» Extract provided:
The planning process is well recognized. A business principle is determined by an owner from that owner’s personal values. Your personal values will control your business principles. These values with respect to the business, your business principles, are brought to your perceptions of the marketplace. From that examination, strategy planning goals are set. To implement the strategy, the planning goals are used to determine actions to accomplish those goals, initiate those actions, monitor the effect of those actions, and evaluate the results. As the need to revise the strategy and goals becomes apparent through monitoring, the process repeats.

 

What work needs to be done to define your values and determine business principles?

 

The strategic planning process begins with personal values. A value is a personal principle that informs and shapes thoughts, desires, feelings, choices, and behavior. A value is not a preference, but an enduring and essential attribute of character. Most owners are only vaguely aware of the standards and concerns that compose their personal value systems. Most unthinkingly embrace an array of normative standards to which they assume most caring and intelligent people adhere. Few have consciously attempted to resolve the tension that inevitably arises when those standards conflict with situations involving business principles and planning.

It is axiomatic that if you exercise personal choice in the development, management, consumption, and disposition of personal and community resources in harmony with your core values, you will likely experience a sense of self-fulfillment and personal well-being.

For each owner to agree with and support a strategic plan, the business principles identified from the owners’ personal values should appear to that owner to enhance the owner’s sense of well-being, including a sense of self fulfillment. Even if values that identify business principles are not articulated, owners will still have a sense of what they are. Plans which conflict with these values will not seem right and not be satisfying to the owner. To avoid this conflict and unease, it is essential for each owner to think about their values with respect to the business when identifying business principles and make these values known to the other owners. The initial and primary task of the owners must be to think about values and define their personal values.

» Material:
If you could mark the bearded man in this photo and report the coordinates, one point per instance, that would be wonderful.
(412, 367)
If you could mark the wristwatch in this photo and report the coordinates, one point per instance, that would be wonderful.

» Required tasks:
(a) In the passage on business planning and personal values, why must each owner think about their values when setting business principles and share them with the other owners? Answer in one to three sentences.
(b) Write the next part of the passage on business planning and personal values, beginning after its final sentence.

» Outputs in order:
(a) Plans that conflict with an owner's values won't seem right and won't satisfy that owner, even if those values were never put into words. Thinking about those values and sharing them with the other owners avoids that conflict and unease. Then each owner can agree with and support the strategic plan.

(b)
For the corroborative effort of the owners to determine principles and plan based on values, they must engage in serious conversations and in so doing be able to articulate their values such that the principles upon which the strategic plan is based are considering each owner’s articulation of values. Doing this will provide a sense of personal well-being and self-fulfillment for all owners. For this to happen, there are two requisites. The first is that the owners have done the thinking to define their values. The second is that the owners can articulate their values to one another.

If an owner’s value system is to serve effectively as the framework for the formulation of the succession plan, the owner must do the thinking to define the owner’s values – to clarify and prioritize the components of the personal value system. To bring clarity and order to the owner’s personal value system, the owner should reflect on the circumstances and experiences that have informed and shaped the owner’s hopes, fears, and perspectives. The product of this reflection should be memorialized in writing. The writing should be reviewed and altered from time to time to reflect changing circumstances and perspectives.

Once there is a writing describing the personal value system of an owner, that system should be applied to the business and what it represents to that value system to identify the business principles. These business principles are the owner’s values with respect to the business and its specific activities. One owner may want to own the business for their entire working life. Another owner might want a family enterprise. An owner may want to build value and sell within a time frame. There are as many possibilities as there are owners.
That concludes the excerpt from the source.